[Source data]
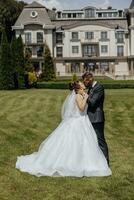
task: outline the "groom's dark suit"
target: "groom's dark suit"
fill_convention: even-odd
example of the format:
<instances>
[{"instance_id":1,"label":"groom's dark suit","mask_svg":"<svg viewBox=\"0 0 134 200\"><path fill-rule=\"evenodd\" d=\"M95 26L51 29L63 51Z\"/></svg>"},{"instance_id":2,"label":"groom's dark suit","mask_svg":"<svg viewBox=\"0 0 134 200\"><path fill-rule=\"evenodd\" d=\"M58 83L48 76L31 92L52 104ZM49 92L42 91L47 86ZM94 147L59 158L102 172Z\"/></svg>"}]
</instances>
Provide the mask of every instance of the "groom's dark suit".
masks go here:
<instances>
[{"instance_id":1,"label":"groom's dark suit","mask_svg":"<svg viewBox=\"0 0 134 200\"><path fill-rule=\"evenodd\" d=\"M103 111L103 103L105 98L104 87L99 83L96 83L93 87L89 88L88 94L89 98L87 100L88 103L87 114L97 134L99 146L109 164L108 147L104 137L104 122L105 122L105 116Z\"/></svg>"}]
</instances>

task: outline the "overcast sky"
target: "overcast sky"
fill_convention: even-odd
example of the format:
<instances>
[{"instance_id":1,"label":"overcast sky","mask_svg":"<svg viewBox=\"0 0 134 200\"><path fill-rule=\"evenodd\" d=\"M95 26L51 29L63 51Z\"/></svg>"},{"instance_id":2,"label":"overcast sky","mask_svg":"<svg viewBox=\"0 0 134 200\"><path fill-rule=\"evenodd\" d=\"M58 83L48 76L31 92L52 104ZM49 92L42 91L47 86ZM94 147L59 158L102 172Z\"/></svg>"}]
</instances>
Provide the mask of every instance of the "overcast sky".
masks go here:
<instances>
[{"instance_id":1,"label":"overcast sky","mask_svg":"<svg viewBox=\"0 0 134 200\"><path fill-rule=\"evenodd\" d=\"M24 0L27 3L33 0ZM129 8L132 0L36 0L48 8L56 7L57 9L79 9L85 6L96 6L97 8Z\"/></svg>"}]
</instances>

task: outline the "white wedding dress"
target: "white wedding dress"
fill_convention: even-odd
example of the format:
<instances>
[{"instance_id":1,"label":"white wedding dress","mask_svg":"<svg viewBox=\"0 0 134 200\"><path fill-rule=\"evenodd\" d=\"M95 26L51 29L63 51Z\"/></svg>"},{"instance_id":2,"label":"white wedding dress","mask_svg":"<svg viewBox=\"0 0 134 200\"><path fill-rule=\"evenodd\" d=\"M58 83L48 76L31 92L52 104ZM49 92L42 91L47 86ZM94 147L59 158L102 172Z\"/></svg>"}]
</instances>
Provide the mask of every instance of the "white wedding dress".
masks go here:
<instances>
[{"instance_id":1,"label":"white wedding dress","mask_svg":"<svg viewBox=\"0 0 134 200\"><path fill-rule=\"evenodd\" d=\"M35 176L109 176L112 174L98 146L91 122L81 113L71 92L62 107L62 121L37 152L17 156L16 168Z\"/></svg>"}]
</instances>

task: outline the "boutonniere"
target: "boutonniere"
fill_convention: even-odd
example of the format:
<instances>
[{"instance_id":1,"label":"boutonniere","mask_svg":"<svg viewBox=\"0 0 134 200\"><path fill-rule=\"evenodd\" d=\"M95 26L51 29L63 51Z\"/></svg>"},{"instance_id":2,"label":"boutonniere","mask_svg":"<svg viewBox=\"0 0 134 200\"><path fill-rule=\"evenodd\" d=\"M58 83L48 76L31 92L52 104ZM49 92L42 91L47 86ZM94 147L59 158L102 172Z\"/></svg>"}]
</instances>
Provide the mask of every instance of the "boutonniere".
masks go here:
<instances>
[{"instance_id":1,"label":"boutonniere","mask_svg":"<svg viewBox=\"0 0 134 200\"><path fill-rule=\"evenodd\" d=\"M93 94L93 89L90 90L90 94Z\"/></svg>"}]
</instances>

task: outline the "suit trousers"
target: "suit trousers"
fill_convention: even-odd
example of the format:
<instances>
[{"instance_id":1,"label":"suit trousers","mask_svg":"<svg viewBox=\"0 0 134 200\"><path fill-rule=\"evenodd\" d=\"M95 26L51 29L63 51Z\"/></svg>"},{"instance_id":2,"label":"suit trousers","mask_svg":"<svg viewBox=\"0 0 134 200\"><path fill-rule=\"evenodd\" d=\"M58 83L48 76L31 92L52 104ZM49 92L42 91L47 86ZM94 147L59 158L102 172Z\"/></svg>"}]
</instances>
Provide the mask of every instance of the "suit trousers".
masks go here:
<instances>
[{"instance_id":1,"label":"suit trousers","mask_svg":"<svg viewBox=\"0 0 134 200\"><path fill-rule=\"evenodd\" d=\"M92 126L96 132L99 147L101 148L104 156L106 157L108 165L109 165L108 146L107 146L105 136L104 136L104 122L92 123Z\"/></svg>"}]
</instances>

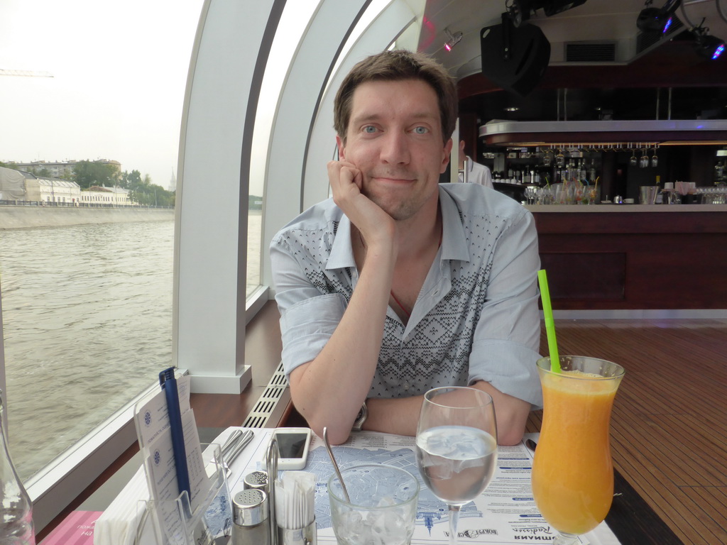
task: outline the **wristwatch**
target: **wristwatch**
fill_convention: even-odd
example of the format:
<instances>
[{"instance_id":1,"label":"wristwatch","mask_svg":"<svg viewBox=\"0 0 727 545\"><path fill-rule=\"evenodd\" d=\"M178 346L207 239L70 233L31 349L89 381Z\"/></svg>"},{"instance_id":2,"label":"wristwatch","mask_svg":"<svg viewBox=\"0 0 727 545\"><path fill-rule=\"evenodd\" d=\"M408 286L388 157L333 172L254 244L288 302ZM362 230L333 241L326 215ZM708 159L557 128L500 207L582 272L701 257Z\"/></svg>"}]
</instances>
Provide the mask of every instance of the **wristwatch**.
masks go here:
<instances>
[{"instance_id":1,"label":"wristwatch","mask_svg":"<svg viewBox=\"0 0 727 545\"><path fill-rule=\"evenodd\" d=\"M364 401L364 405L361 405L361 411L359 411L358 414L356 415L356 419L353 421L353 427L351 428L351 431L360 432L361 428L364 427L364 422L366 421L368 416L369 409L366 408L366 401Z\"/></svg>"}]
</instances>

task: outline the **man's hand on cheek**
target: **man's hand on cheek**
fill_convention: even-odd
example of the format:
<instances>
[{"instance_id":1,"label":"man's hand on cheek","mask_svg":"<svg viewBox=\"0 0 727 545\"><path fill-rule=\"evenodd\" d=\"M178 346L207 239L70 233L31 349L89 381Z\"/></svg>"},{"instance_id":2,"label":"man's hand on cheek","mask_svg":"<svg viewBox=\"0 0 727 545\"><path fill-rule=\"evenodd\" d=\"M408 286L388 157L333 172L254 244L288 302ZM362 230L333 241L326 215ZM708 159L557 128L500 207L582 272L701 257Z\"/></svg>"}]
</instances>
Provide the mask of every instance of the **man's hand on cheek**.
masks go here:
<instances>
[{"instance_id":1,"label":"man's hand on cheek","mask_svg":"<svg viewBox=\"0 0 727 545\"><path fill-rule=\"evenodd\" d=\"M358 229L364 240L391 236L395 230L394 220L361 192L364 176L353 163L329 161L328 177L334 202Z\"/></svg>"}]
</instances>

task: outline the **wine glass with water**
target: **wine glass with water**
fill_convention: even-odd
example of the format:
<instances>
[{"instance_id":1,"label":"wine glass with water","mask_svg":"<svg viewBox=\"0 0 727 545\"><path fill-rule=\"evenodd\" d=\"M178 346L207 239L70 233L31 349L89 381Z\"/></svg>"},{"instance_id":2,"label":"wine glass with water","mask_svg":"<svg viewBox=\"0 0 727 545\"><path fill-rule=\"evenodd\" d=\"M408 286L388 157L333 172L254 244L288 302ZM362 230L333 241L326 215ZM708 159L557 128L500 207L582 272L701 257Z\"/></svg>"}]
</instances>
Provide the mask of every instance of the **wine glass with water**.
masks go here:
<instances>
[{"instance_id":1,"label":"wine glass with water","mask_svg":"<svg viewBox=\"0 0 727 545\"><path fill-rule=\"evenodd\" d=\"M424 396L417 428L417 464L429 489L449 508L449 544L457 544L459 509L481 494L497 461L492 397L449 387Z\"/></svg>"}]
</instances>

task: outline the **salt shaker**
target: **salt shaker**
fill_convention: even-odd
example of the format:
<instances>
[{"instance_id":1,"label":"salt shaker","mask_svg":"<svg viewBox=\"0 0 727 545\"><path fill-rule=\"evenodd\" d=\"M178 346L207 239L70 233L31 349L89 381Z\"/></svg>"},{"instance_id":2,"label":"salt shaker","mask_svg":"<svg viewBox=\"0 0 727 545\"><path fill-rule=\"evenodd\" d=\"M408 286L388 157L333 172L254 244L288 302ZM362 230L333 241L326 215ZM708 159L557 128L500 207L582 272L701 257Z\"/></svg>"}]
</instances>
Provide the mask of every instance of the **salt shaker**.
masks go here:
<instances>
[{"instance_id":1,"label":"salt shaker","mask_svg":"<svg viewBox=\"0 0 727 545\"><path fill-rule=\"evenodd\" d=\"M235 495L233 505L233 545L270 545L268 495L248 488Z\"/></svg>"}]
</instances>

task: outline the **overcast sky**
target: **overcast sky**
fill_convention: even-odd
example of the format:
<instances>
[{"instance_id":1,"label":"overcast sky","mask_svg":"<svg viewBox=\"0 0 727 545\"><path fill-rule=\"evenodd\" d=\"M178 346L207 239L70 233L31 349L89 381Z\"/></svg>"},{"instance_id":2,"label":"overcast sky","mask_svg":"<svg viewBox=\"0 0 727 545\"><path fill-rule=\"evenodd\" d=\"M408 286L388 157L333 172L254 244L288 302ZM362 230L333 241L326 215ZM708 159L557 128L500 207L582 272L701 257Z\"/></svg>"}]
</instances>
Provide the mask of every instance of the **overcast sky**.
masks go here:
<instances>
[{"instance_id":1,"label":"overcast sky","mask_svg":"<svg viewBox=\"0 0 727 545\"><path fill-rule=\"evenodd\" d=\"M0 0L0 161L113 159L166 188L203 0Z\"/></svg>"}]
</instances>

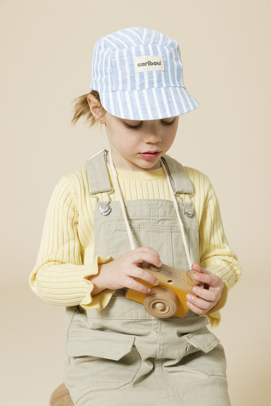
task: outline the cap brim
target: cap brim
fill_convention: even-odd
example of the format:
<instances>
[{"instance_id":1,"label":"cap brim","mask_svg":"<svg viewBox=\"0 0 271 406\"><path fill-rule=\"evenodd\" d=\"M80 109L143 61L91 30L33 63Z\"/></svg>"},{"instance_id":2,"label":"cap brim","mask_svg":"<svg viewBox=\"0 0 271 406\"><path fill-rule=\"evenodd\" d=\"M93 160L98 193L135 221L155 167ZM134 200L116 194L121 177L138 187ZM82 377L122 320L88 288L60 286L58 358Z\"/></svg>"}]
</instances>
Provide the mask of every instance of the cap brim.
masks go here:
<instances>
[{"instance_id":1,"label":"cap brim","mask_svg":"<svg viewBox=\"0 0 271 406\"><path fill-rule=\"evenodd\" d=\"M103 107L126 120L157 120L194 110L199 102L184 87L152 88L99 93Z\"/></svg>"}]
</instances>

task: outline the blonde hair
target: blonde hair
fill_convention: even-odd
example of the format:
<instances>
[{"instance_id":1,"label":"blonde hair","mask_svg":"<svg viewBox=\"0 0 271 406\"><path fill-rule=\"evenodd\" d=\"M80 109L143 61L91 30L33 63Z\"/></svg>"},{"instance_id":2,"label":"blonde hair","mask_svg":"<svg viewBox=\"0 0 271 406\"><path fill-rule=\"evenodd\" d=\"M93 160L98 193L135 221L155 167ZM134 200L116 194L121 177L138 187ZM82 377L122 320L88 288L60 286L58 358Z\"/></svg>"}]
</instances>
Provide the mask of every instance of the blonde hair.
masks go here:
<instances>
[{"instance_id":1,"label":"blonde hair","mask_svg":"<svg viewBox=\"0 0 271 406\"><path fill-rule=\"evenodd\" d=\"M90 111L87 101L87 96L89 94L92 95L96 97L98 102L101 102L99 93L96 90L91 90L90 93L83 95L82 96L79 96L79 97L75 99L72 103L72 104L75 103L73 108L74 117L72 119L72 124L73 125L75 125L80 117L83 116L86 121L90 123L90 127L98 122ZM101 108L102 112L101 117L102 117L106 112L102 106L101 106Z\"/></svg>"}]
</instances>

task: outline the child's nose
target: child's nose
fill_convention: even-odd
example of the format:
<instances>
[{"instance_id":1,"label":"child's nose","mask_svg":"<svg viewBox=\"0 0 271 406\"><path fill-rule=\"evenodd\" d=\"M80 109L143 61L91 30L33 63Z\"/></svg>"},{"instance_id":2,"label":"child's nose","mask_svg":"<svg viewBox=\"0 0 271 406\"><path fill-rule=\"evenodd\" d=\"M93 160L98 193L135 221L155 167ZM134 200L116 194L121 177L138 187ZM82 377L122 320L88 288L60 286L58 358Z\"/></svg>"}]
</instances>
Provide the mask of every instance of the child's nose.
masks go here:
<instances>
[{"instance_id":1,"label":"child's nose","mask_svg":"<svg viewBox=\"0 0 271 406\"><path fill-rule=\"evenodd\" d=\"M145 133L144 137L145 143L156 143L162 141L162 134L159 131L152 130Z\"/></svg>"}]
</instances>

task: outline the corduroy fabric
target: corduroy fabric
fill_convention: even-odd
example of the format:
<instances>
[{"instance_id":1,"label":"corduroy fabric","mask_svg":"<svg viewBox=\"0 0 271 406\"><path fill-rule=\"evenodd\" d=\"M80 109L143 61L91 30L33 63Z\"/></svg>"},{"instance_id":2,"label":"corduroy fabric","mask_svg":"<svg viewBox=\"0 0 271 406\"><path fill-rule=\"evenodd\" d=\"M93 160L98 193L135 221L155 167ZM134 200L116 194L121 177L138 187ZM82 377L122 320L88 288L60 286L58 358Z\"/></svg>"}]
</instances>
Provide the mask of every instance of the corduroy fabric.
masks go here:
<instances>
[{"instance_id":1,"label":"corduroy fabric","mask_svg":"<svg viewBox=\"0 0 271 406\"><path fill-rule=\"evenodd\" d=\"M164 70L136 71L134 58L145 56L150 65L148 57L154 56L163 58ZM102 105L117 117L156 120L183 114L199 104L184 85L178 43L153 30L132 27L101 38L91 71L90 89L99 92Z\"/></svg>"},{"instance_id":2,"label":"corduroy fabric","mask_svg":"<svg viewBox=\"0 0 271 406\"><path fill-rule=\"evenodd\" d=\"M167 159L172 167L180 166ZM104 179L105 162L98 169ZM186 177L184 173L182 177ZM91 186L95 183L92 177L89 181ZM187 259L173 202L154 199L124 203L138 246L147 241L164 263L186 269ZM110 205L108 216L101 215L97 207L95 210L95 256L118 257L129 251L119 202ZM198 261L197 218L182 214L179 205L190 256ZM64 382L78 406L98 406L101 398L102 404L119 406L177 406L183 400L191 406L210 406L210 390L215 387L211 401L216 406L230 405L224 351L206 327L207 317L189 311L183 318L157 319L119 289L100 311L68 307L65 318Z\"/></svg>"},{"instance_id":3,"label":"corduroy fabric","mask_svg":"<svg viewBox=\"0 0 271 406\"><path fill-rule=\"evenodd\" d=\"M108 168L115 191L111 168ZM239 279L241 268L228 244L218 203L208 178L196 169L184 168L195 191L192 201L199 227L200 265L224 281L221 299L215 309L207 313L210 325L216 327L228 290ZM171 200L162 168L145 172L117 168L116 171L125 200ZM85 166L67 174L58 183L49 203L37 261L29 281L35 293L49 303L65 306L81 304L85 309L99 311L106 306L113 291L105 289L92 297L93 284L88 276L98 273L98 264L113 258L94 257L96 203L89 192ZM183 201L188 201L187 195L181 197ZM113 201L117 200L115 191L110 197ZM107 201L106 193L101 194L101 200Z\"/></svg>"}]
</instances>

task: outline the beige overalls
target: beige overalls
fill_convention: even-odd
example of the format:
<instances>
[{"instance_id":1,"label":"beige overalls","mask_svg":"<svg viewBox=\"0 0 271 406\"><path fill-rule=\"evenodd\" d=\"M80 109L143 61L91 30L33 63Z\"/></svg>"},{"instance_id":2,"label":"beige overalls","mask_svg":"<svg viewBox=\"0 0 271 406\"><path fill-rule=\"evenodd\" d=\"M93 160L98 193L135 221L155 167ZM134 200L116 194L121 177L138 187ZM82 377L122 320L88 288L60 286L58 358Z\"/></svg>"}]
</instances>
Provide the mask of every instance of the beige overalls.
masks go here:
<instances>
[{"instance_id":1,"label":"beige overalls","mask_svg":"<svg viewBox=\"0 0 271 406\"><path fill-rule=\"evenodd\" d=\"M163 158L174 190L191 194L192 184L182 165ZM87 168L92 194L111 190L104 153L89 160ZM144 199L124 204L137 246L152 247L163 263L189 269L173 202ZM178 205L191 259L198 263L196 216L186 216ZM95 209L94 257L117 258L131 249L119 202L110 206L107 216L98 205ZM67 307L64 380L74 402L78 406L229 406L224 350L207 324L207 317L191 310L183 318L151 316L141 303L126 298L124 289L116 290L99 312Z\"/></svg>"}]
</instances>

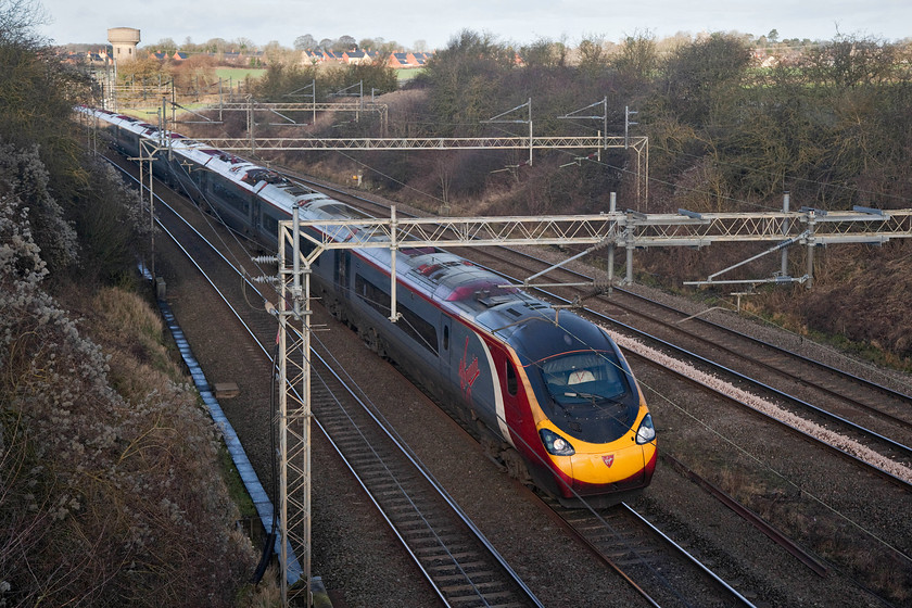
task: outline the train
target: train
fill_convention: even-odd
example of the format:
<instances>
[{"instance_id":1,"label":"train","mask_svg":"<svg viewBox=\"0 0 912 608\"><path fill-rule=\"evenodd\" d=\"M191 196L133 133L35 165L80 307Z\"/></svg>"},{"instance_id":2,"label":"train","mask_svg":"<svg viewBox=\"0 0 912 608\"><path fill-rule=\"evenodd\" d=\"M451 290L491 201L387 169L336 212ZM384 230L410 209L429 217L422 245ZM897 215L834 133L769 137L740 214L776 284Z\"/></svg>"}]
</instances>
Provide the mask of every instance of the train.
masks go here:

### [WORK TO BE COMPLETED]
Locate the line containing "task: outline the beige overalls" in the records above, then output it and every line after it through the last, excluding pictures.

### [EXERCISE SOLUTION]
task: outline the beige overalls
target: beige overalls
fill_convention: even-odd
example of the format:
<instances>
[{"instance_id":1,"label":"beige overalls","mask_svg":"<svg viewBox=\"0 0 271 406\"><path fill-rule=\"evenodd\" d=\"M80 109L143 61L91 30L33 63Z\"/></svg>"},{"instance_id":2,"label":"beige overalls","mask_svg":"<svg viewBox=\"0 0 271 406\"><path fill-rule=\"evenodd\" d=\"M93 160L98 193L135 221L155 167ZM134 200L116 194L121 177L138 187ZM82 377L122 320L88 288L60 286L58 358Z\"/></svg>"}]
</instances>
Provide the mask of every instance of the beige overalls.
masks go here:
<instances>
[{"instance_id":1,"label":"beige overalls","mask_svg":"<svg viewBox=\"0 0 271 406\"><path fill-rule=\"evenodd\" d=\"M163 158L174 190L191 194L192 184L182 165ZM87 168L92 194L111 190L104 153L89 160ZM144 199L124 204L137 246L152 247L163 263L189 269L173 202ZM178 205L191 259L198 263L196 216L186 216ZM95 209L94 257L117 258L131 249L119 202L110 206L107 216L98 205ZM67 307L64 380L74 402L78 406L229 406L224 350L207 324L207 317L191 310L183 318L151 316L141 303L126 298L124 289L116 290L99 312Z\"/></svg>"}]
</instances>

task: outline the train
target: train
fill_convention: even-odd
example of the format:
<instances>
[{"instance_id":1,"label":"train","mask_svg":"<svg viewBox=\"0 0 912 608\"><path fill-rule=\"evenodd\" d=\"M191 196L133 133L35 165L80 307Z\"/></svg>"},{"instance_id":2,"label":"train","mask_svg":"<svg viewBox=\"0 0 912 608\"><path fill-rule=\"evenodd\" d=\"M451 290L491 201L387 169L336 212ZM384 230L410 209L429 217L422 245ZM897 215L834 133L769 137L740 214L776 284Z\"/></svg>"}]
</instances>
Provide the mask of every instance of the train.
masks go here:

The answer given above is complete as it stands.